## What to do
Output the listing below, all of it, exactly as given.

## Records provided

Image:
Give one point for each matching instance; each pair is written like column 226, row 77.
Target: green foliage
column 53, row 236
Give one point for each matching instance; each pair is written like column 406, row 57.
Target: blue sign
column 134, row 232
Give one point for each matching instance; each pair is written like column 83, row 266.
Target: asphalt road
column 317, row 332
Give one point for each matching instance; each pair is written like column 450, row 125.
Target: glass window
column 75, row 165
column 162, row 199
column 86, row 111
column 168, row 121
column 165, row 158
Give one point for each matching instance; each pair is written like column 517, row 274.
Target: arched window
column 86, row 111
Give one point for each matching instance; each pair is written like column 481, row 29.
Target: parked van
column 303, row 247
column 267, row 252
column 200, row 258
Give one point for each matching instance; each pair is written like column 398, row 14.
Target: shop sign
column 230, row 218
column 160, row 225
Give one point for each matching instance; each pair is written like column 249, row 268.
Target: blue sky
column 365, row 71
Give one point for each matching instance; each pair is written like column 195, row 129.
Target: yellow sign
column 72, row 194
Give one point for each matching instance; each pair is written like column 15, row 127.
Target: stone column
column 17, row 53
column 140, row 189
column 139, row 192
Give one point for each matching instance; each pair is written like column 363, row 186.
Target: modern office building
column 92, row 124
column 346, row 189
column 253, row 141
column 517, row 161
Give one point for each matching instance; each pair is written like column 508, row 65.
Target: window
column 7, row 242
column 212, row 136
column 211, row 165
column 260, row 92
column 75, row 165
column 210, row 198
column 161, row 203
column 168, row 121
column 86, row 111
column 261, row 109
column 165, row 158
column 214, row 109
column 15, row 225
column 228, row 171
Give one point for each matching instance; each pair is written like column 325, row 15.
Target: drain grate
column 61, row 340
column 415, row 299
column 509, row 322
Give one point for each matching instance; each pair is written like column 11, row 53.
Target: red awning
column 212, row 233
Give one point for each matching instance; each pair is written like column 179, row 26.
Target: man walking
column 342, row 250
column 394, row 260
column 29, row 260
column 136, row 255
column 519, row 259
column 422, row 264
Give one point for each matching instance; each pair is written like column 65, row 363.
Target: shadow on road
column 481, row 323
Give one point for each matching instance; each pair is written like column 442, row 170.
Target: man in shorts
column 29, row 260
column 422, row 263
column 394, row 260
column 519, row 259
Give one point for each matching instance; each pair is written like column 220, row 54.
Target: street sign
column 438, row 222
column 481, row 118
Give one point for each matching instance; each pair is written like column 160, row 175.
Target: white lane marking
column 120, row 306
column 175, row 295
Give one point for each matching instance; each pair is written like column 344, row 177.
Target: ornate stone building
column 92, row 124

## Solved problem
Image:
Give one point for each matching instance; each pair is written like column 226, row 77.
Target: green foliage
column 53, row 236
Give one point for each matching instance; each pair is written like column 406, row 57.
Target: blue sign
column 134, row 232
Give one point for each matching instance; each pair is written like column 83, row 266.
Target: asphalt road
column 317, row 332
Give one point for each matching instance; each pair is written like column 450, row 125.
Target: glass window
column 75, row 165
column 162, row 199
column 86, row 111
column 168, row 121
column 165, row 158
Give one point for each matching instance; each pair is written like column 517, row 274.
Target: arched window
column 86, row 111
Give one point for each matching instance; each pair is written like column 481, row 29.
Target: parked van
column 303, row 247
column 267, row 252
column 200, row 258
Give one point for each matching instance; each pair is written like column 398, row 14.
Target: shop sign
column 230, row 218
column 160, row 225
Give one point for each matching instance; each pair is written like column 249, row 268.
Target: blue sky
column 365, row 71
Give one point for each matching instance; each pair is written like column 195, row 129.
Target: yellow sign
column 72, row 194
Give one point for each matching instance; each pair is written like column 15, row 127.
Target: stone column
column 17, row 53
column 140, row 189
column 139, row 192
Give one point for each matching instance; each pair is written like column 363, row 186.
Target: modern office building
column 92, row 124
column 346, row 189
column 253, row 141
column 517, row 161
Give one point for each matching instance; each pair is written like column 508, row 65.
Target: window
column 7, row 242
column 212, row 136
column 211, row 165
column 260, row 92
column 75, row 165
column 210, row 198
column 161, row 203
column 168, row 121
column 86, row 111
column 261, row 109
column 165, row 158
column 214, row 109
column 15, row 225
column 228, row 171
Give one point for each matching instance; each pair is written like column 325, row 15.
Target: drain grate
column 61, row 340
column 415, row 299
column 509, row 322
Give one point for each matching instance; each pair is written like column 11, row 53.
Target: red awning
column 212, row 233
Give one point for each matching instance; each pair is written like column 179, row 26.
Target: man walking
column 342, row 250
column 394, row 260
column 29, row 260
column 136, row 255
column 519, row 259
column 422, row 264
Give one point for each matching instance; each pair is written like column 65, row 363.
Target: shadow on road
column 481, row 323
Give one point for each matching instance; each pair is written like column 442, row 170.
Target: man in shorts
column 29, row 260
column 422, row 263
column 394, row 260
column 519, row 259
Give one point for each matching instance; each pair is written like column 220, row 54.
Target: street sign
column 438, row 222
column 481, row 118
Give one point for each matching instance; each pair is written like column 160, row 175.
Target: white lane marking
column 120, row 306
column 175, row 295
Give one point for each matching instance; each pair is written like column 344, row 177.
Target: ornate stone building
column 92, row 124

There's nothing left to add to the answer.